→ TASK TO CARRY OUT: Report every line below that carries the word "photograph".

→ SUPPLIED MATERIAL:
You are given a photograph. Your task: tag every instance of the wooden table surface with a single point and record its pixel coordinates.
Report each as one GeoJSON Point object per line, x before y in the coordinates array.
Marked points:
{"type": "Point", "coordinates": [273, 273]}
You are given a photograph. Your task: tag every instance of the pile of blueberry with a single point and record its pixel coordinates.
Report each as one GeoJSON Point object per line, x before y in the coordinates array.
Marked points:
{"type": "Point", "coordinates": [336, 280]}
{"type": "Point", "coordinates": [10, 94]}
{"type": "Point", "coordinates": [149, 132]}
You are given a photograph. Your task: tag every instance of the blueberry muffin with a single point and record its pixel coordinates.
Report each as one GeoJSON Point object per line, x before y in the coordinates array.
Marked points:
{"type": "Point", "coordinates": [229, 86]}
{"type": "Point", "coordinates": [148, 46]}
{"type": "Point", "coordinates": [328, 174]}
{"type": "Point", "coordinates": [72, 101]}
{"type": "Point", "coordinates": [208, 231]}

→ EXERCISE ANSWER:
You are given a photograph. Your task: tag every instance of the wooden table surface with a single point and record its pixel coordinates.
You are given a photograph. Your task: tag every instance of the pile of blueberry with a single point and record its pixel coordinates.
You are given a photograph. Your task: tag every instance of the blueberry muffin with a single point and record its pixel coordinates.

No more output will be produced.